(WRITTEN INSTRUCTION) Lay out every line of the items below as a numbered list, skipping any blank lines. Leave the pictures out of your answer.

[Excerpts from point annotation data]
┄┄┄┄┄┄┄┄┄┄┄┄┄┄┄┄┄┄┄┄
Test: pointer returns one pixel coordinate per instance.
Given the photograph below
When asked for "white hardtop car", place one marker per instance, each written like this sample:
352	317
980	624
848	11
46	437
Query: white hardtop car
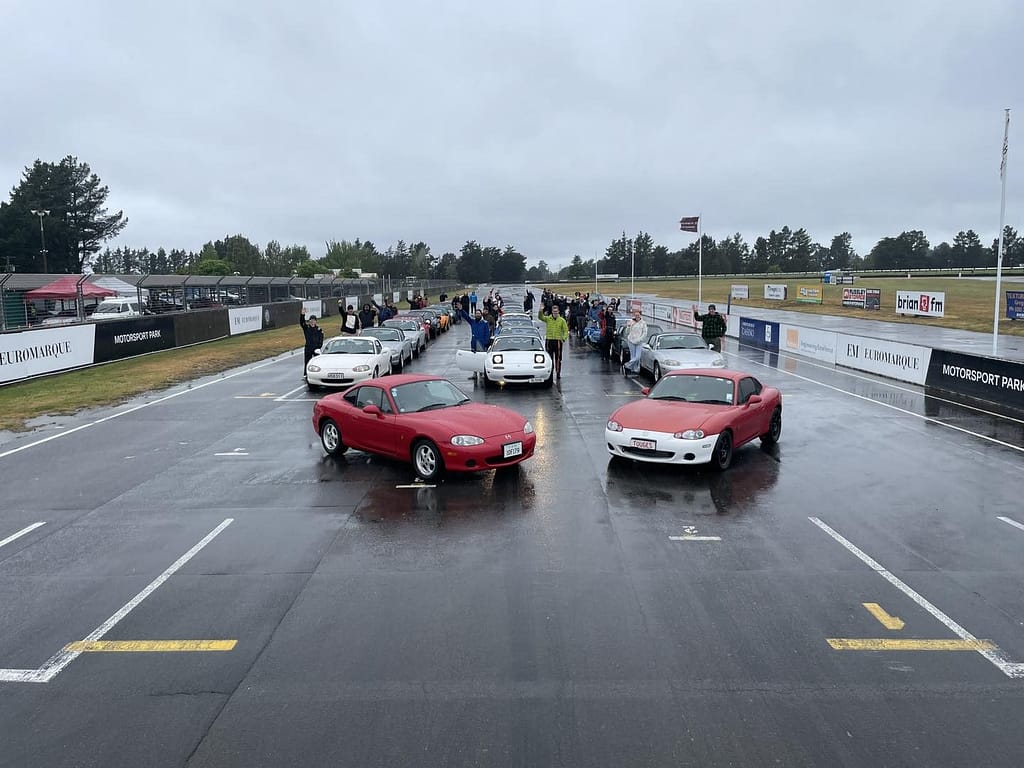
346	359
511	358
┄┄┄┄┄┄┄┄┄┄┄┄┄┄┄┄┄┄┄┄
(FULL OUTPUT)
1. Test: pointer returns one pixel coordinate per instance.
2. Given the photograph below
3. When asked for "white hardtop car", place one marker per instance, each written like this sample:
4. 352	317
5. 980	624
6. 848	11
7. 46	437
8. Query: white hardtop car
9. 346	359
10. 511	358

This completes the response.